* Exercises
a: Using the article about Brain Co., answer these:
(i) How much money did the company announce in its Series A?
(ii) Who is the company incubated with?
(iii) Which auction house is named as an early customer?
b: According to the article about Brain Co., why does the financing call for transparency and vigilance? Answer in one to three sentences.
c: Resume the article about Brain Co. from where it stops.
--- Text for analysis Enclosed Below ---
On September 11, 2025 Jared Kushner stepped back into the headlines not as a politician but as a builder, quietly launching Brain Co. — a San Francisco startup that announced a $30 million Series A as it came out of stealth. This isn’t theatre; it’s real capital, real hires, and a clear push to move cutting-edge AI from the lab to the operations rooms of big institutions. Conservatives should applaud private-sector solutions that aim to make American businesses more competitive rather than depending on government command-and-control fantasies.
Kushner didn’t go it alone: the company is incubated with Elad Gil, longtime Silicon Valley operator and investor, and includes Luis Videgaray among its senior figures, alongside other founders and leaders drawn from tech and industry. Brain Co. presents itself as an institutional bridge-builder — not another vanity AI chatbot — promising to plug foundations models into the plumbing of hospitals, energy companies, and governments. That blend of political and private experience is precisely the kind of muscle the free market needs to actually deploy transformative tech.
Investors and partners signed up fast, from marquee names in the AI ecosystem to veteran operators in finance and tech, and the company has touted a strategic partnership with major AI labs to ensure access to state-of-the-art models. That lineup shows serious industry confidence, and it underscores a simple point conservatives have been saying for years: innovation wins when the private sector leads and talent meets capital. We should welcome more Americans and America-friendly entrepreneurs building capacity here at home, not less.
Brain Co. is already working with a mix of commercial and institutional clients — Sotheby’s, private equity firms, hospital systems, and even government agencies have been named as early customers — showing the company is focused on real-world problems like permitting, claims processing, and operational efficiency. These are exactly the kinds of productivity gains that grow paychecks and strengthen communities, not the ivory-tower experiments that some coastal elites prefer. If conservative business owners get this right, American workers and taxpayers stand to gain through leaner, smarter institutions.
None of this means we should ignore strings attached to big money. Kushner’s Affinity Partners, which helped lead the financing, has obligations to large sovereign investors and global capital pools — a fact that demands transparency and vigilance whenever national interests are at stake. Conservatives must support innovation while insisting on accountability: foreign capital can be useful, but American security and economic independence can never be an afterthought.
--- End of Enclosed Text for analysis ---
--- Input data Enclosed Below ---
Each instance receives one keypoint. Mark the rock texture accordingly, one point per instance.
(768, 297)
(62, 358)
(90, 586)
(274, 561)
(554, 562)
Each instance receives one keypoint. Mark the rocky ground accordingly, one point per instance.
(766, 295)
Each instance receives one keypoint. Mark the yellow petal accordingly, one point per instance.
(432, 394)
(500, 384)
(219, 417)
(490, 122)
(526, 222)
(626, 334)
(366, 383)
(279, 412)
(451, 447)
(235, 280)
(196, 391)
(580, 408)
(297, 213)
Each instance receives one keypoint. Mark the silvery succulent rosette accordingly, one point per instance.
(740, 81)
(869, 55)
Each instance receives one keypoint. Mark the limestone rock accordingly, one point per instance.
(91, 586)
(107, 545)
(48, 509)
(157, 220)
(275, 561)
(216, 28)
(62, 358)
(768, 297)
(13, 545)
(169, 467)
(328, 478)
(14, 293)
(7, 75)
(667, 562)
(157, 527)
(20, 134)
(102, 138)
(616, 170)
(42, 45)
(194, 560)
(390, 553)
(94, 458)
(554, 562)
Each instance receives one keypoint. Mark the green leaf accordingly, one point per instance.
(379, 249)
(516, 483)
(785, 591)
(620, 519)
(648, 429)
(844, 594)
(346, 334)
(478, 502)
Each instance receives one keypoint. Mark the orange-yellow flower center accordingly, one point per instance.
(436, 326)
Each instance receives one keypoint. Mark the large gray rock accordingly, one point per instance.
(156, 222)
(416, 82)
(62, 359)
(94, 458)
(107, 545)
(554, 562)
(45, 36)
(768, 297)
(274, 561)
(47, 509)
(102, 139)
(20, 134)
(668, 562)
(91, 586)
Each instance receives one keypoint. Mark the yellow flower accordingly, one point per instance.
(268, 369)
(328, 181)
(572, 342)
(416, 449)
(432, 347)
--- End of Enclosed Input data ---
* Expected responses
a:
(i) $30 million.
(ii) Elad Gil.
(iii) Sotheby's.

b: Kushner's Affinity Partners helped lead the financing, and it has obligations to large sovereign investors and global capital pools. The article says this demands transparency and vigilance whenever national interests are at stake.

c:
We should also be candid about Silicon Valley’s influence. For years the coastal left set the cultural tone and decided which technologies get funding and which get censored or promoted. Brain Co.’s mission to be a conduit between labs and institutions offers a welcome corrective — a practitioner-first approach that focuses on results and service, not virtue signaling. Conservatives ought to push for more projects that prioritize outcomes over ideology, and demand that taxpayers and customers get protections when public services are involved.
This moment is an opportunity for patriots who believe in American exceptionalism to steer AI toward making America stronger, more prosperous, and more secure. That means championing private entrepreneurship, supporting rigorous oversight where government contracts are involved, and ensuring American firms — not foreign adversaries or woke bureaucracies — set the standards for AI in our hospitals, factories, and public institutions. If conservatives fail to engage, others will fill the gap with priorities that do not reflect our values or our national interest.
Give credit where it is due: building useful technology that serves the backbone of our economy is noble work, and conservatives should both praise and scrutinize it. Jared Kushner’s pivot from politics to practical tech deployment is the sort of private-sector, results-oriented initiative that can deliver for everyday Americans — provided it’s done with transparency, accountability, and an America-first mindset. The right response is not reflexive distrust of anyone in public life, but steady, principled oversight paired with bold support for entrepreneurs who produce real results.